• What is expected: From the passage below about newborn Jackson Silver's diagnosis, quote the part that starts at the words "In 2007, pediatricians" and ends after "Silver ’99, says.".

In 2007, pediatricians at New York City’s Mount Sinai Medical Center pricked the heel of newborn Jackson Silver during a routine testing for gestational diabetes. They expected the baby to be healthy. But when they put a Band-Aid on, the adhesive ripped off the skin on his foot. Then blisters began appearing all over Jackson’s body. Jackson, it turned out, had Epidermolysis Bullosa (EB), a rare genetic disorder that causes hemorrhaging and severe blistering of the skin. “We had no idea we were carriers,” Jackson’s father, Alexander Silver ’99, says.

• Data for review:
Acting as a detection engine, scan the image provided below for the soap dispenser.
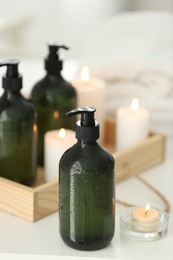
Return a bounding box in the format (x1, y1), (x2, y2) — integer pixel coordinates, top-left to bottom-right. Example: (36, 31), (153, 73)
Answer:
(31, 44), (76, 166)
(59, 107), (115, 250)
(0, 60), (37, 185)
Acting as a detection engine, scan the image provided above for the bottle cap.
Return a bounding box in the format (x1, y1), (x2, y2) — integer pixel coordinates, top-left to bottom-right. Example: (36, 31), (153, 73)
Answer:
(66, 107), (100, 141)
(0, 59), (22, 90)
(45, 43), (69, 74)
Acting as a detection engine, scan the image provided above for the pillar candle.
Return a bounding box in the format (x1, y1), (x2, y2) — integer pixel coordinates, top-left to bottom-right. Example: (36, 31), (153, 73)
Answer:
(44, 128), (76, 181)
(72, 67), (105, 143)
(116, 98), (150, 151)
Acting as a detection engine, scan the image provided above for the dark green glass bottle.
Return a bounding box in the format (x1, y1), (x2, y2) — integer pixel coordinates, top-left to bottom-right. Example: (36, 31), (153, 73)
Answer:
(0, 60), (37, 185)
(59, 107), (115, 250)
(31, 44), (76, 166)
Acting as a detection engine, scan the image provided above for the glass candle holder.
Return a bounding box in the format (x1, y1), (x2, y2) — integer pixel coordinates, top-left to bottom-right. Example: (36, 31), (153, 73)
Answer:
(120, 207), (169, 242)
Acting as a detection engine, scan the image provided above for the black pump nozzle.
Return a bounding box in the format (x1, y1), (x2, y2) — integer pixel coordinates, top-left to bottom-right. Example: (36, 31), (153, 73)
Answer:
(66, 107), (96, 126)
(45, 43), (69, 74)
(0, 59), (22, 90)
(66, 107), (99, 141)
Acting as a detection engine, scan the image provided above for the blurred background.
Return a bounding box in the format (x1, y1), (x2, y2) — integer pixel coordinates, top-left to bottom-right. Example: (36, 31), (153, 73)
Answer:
(0, 0), (173, 59)
(0, 0), (173, 135)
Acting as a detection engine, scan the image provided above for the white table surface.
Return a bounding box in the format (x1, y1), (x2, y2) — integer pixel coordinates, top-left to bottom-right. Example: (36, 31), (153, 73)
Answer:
(0, 139), (173, 260)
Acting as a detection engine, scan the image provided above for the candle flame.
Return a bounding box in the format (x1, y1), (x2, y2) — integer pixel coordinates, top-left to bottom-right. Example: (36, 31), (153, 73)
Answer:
(145, 203), (150, 216)
(131, 98), (139, 112)
(53, 110), (59, 119)
(58, 128), (66, 140)
(33, 123), (37, 133)
(81, 66), (90, 82)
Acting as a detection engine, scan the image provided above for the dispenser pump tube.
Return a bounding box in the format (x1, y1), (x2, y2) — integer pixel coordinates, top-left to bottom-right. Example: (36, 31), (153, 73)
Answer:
(45, 43), (69, 75)
(0, 59), (22, 90)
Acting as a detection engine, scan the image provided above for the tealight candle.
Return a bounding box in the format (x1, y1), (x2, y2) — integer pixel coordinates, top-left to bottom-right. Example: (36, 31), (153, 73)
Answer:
(116, 98), (150, 150)
(132, 204), (159, 224)
(120, 204), (169, 241)
(72, 67), (105, 142)
(44, 128), (76, 181)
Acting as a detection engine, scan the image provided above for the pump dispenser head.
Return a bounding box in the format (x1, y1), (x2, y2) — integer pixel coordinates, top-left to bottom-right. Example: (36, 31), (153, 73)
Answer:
(0, 59), (22, 90)
(66, 107), (100, 141)
(45, 43), (69, 74)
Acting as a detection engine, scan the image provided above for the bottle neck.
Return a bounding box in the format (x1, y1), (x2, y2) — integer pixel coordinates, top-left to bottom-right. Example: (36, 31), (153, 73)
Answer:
(4, 89), (22, 99)
(78, 140), (97, 146)
(46, 71), (62, 78)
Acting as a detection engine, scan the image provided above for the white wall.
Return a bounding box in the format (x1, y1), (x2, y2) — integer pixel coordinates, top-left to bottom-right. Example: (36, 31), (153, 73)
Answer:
(129, 0), (173, 11)
(0, 0), (126, 58)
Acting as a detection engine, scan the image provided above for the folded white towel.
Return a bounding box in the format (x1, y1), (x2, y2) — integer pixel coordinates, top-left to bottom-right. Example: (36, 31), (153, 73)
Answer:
(82, 12), (173, 134)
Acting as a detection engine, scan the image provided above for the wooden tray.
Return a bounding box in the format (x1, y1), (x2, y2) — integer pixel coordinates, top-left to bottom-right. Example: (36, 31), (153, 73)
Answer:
(0, 118), (165, 222)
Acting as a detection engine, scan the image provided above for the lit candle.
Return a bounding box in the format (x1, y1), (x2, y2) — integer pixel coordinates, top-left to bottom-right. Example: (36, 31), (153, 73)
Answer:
(116, 98), (150, 150)
(132, 204), (159, 224)
(132, 204), (159, 232)
(44, 128), (76, 181)
(72, 67), (105, 142)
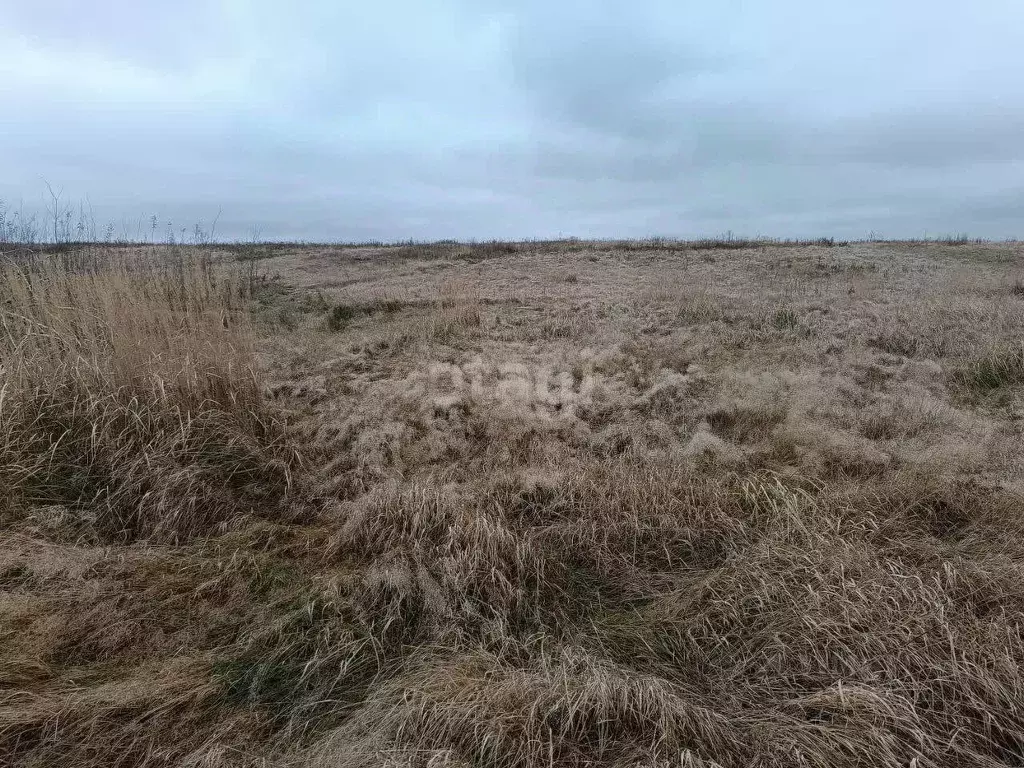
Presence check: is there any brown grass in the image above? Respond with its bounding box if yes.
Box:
[0,239,1024,768]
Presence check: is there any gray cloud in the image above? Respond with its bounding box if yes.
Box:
[0,0,1024,239]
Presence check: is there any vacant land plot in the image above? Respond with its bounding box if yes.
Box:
[0,241,1024,768]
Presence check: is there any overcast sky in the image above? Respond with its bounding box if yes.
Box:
[0,0,1024,240]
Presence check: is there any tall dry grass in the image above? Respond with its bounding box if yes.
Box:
[0,251,299,540]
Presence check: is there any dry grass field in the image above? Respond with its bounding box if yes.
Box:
[0,241,1024,768]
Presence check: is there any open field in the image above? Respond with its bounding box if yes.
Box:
[0,241,1024,768]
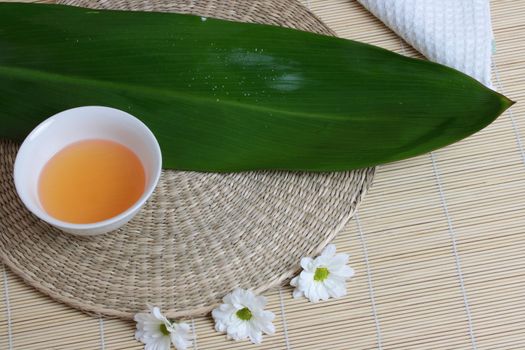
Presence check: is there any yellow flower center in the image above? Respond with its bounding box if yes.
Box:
[159,323,170,335]
[235,307,253,321]
[314,267,330,282]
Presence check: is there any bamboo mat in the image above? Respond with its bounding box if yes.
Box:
[0,0,525,350]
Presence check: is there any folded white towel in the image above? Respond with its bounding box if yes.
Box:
[358,0,493,87]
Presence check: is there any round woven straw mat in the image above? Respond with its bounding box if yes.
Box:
[0,0,374,318]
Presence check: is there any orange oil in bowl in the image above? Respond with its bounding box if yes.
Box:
[38,139,146,224]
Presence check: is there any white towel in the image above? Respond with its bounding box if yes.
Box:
[358,0,493,87]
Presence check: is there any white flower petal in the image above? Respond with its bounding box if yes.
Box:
[292,288,304,299]
[212,289,275,342]
[320,244,336,259]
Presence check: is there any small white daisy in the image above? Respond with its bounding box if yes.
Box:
[134,307,192,350]
[211,288,275,344]
[290,244,354,303]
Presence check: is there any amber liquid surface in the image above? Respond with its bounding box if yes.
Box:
[38,140,145,224]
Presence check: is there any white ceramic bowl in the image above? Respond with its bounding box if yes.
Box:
[14,106,162,236]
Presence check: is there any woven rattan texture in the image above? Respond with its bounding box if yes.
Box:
[0,0,374,318]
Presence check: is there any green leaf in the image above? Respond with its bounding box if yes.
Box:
[0,3,512,172]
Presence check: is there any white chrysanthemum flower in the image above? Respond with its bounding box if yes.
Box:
[211,288,275,344]
[134,307,192,350]
[290,244,354,303]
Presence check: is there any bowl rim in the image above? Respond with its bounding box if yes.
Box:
[13,105,162,231]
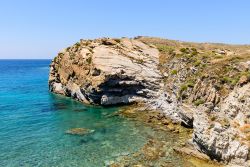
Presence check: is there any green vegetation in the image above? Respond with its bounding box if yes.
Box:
[75,42,81,48]
[156,45,174,55]
[171,70,178,75]
[194,99,205,106]
[86,56,92,64]
[136,59,144,64]
[180,84,188,93]
[221,76,239,86]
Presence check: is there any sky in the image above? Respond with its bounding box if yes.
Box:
[0,0,250,59]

• Exercise solution:
In 2007, pediatricians at New York City’s Mount Sinai Medical Center pricked the heel of newborn Jackson Silver during a routine testing for gestational diabetes. They expected the baby to be healthy. But when they put a Band-Aid on, the adhesive ripped off the skin on his foot. Then blisters began appearing all over Jackson’s body. Jackson, it turned out, had Epidermolysis Bullosa (EB), a rare genetic disorder that causes hemorrhaging and severe blistering of the skin. “We had no idea we were carriers,” Jackson’s father, Alexander Silver ’99, says.